:: Page
If you’re too young to remember House of Style, you may not remember the fashion news show Style with Elsa Klensch that ran on CNN from 1980-2001. Elsa Klensch was this awesome native Australian with a somewhat severe countenance and blunt bangs. She loved a bold blazer with a statement necklace and delivered the goings on within the industry with a gravitas that allowed fashion coverage to appear completely at home on a news channel. She had a fashion media pedigree that was rigorous, with editorial stints at Vogue, Women’s Wear Daily and Harper’s Bazaar. In many ways, Elsa legitimized high fashion and made it “high brow.”

And that’s exactly why House of Style had to exist. We all loved Style… on CNN and even Canada’s Fashion Television (with the formidable Jeanne Beker) but intellectualizing the narrative behind fashion can make an already inaccessible industry seem even more daunting despite the plain fact that every single one of us wears clothes. Young people who couldn’t pronounce haute couture let alone afford it needed an accessible, non-judgey place to learn about self-expression and experimentation and that’s where MTV came in.


house of style

Photo: MTV

As promised, today marks the launch date of our documentary, House of Style: Music, Models, and MTV, commemorating the return of the fashion news show. Sure, we created an exhaustive archive outlining all the episodes we were able to clear from the original 1989-2002 run, but we also wanted to create a package of what the show intended to do, why it was gobsmackingly prescient for the time, and how the thematic throughlines remain relevant today.

The 22-minute short serves as part oral history, with interviews from producers like Alisa Bellettini, Dave Sirulnick and Chad Hines. They talk about what they’d intended to do with the new show, what it was like spearheading one of the cable network’s first forays into non-music programming, and how a supermodel host combined with the floodlight of MTV’s reach helped transmogrify the fashion industry into pop culture.

The doc also includes new interviews with Anna Sui, Todd Oldham, and Cynthia Rowley, designers who occasionally served as hosts and were heavily involved while learning broadcast media on the fly. And of course, the round out would be incomplete without our hosts Rebecca Romijn and the unforgettable Cindy Crawford about what is was like for models to be granted the chance to talk and show their personalities.

There are a great many anecdotes about how fast, bootleg and hilarious it was cobbling certain segments together (resident DIY warlock and master of goodwill Todd Oldham recounts a funny story of Crawford’s side-eye regarding a hacked-up combat boot) but the interesting thing about this retrospective is that we can now view the show through the lens of time and it’s genuinely startling to consider its foresight. This time capsule is not some cobweb-riddled nostalgia trap filled with sticky, petrified butterscotch discs and doilies, there are genuine cultural milestones and benchmarks that we’re simply grateful to have rediscovered.
::::
## Goal
Copy the House of Style piece word for word from "The 22-minute short" up to and including "into pop culture.". The material after this point is separate from the House of Style piece.
:: Data entries
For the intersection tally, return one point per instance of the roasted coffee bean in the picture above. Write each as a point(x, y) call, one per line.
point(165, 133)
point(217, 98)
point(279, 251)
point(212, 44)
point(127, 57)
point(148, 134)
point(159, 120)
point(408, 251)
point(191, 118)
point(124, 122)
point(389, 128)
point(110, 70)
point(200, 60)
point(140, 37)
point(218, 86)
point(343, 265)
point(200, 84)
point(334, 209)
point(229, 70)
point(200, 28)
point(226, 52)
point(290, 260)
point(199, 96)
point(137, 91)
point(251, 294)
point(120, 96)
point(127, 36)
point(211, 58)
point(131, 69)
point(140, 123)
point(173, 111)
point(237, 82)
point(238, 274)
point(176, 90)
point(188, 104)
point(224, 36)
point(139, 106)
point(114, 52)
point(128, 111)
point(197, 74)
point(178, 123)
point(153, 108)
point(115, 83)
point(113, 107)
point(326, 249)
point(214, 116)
::::
## Completed task
The 22-minute short serves as part oral history, with interviews from producers like Alisa Bellettini, Dave Sirulnick and Chad Hines. They talk about what they’d intended to do with the new show, what it was like spearheading one of the cable network’s first forays into non-music programming, and how a supermodel host combined with the floodlight of MTV’s reach helped transmogrify the fashion industry into pop culture.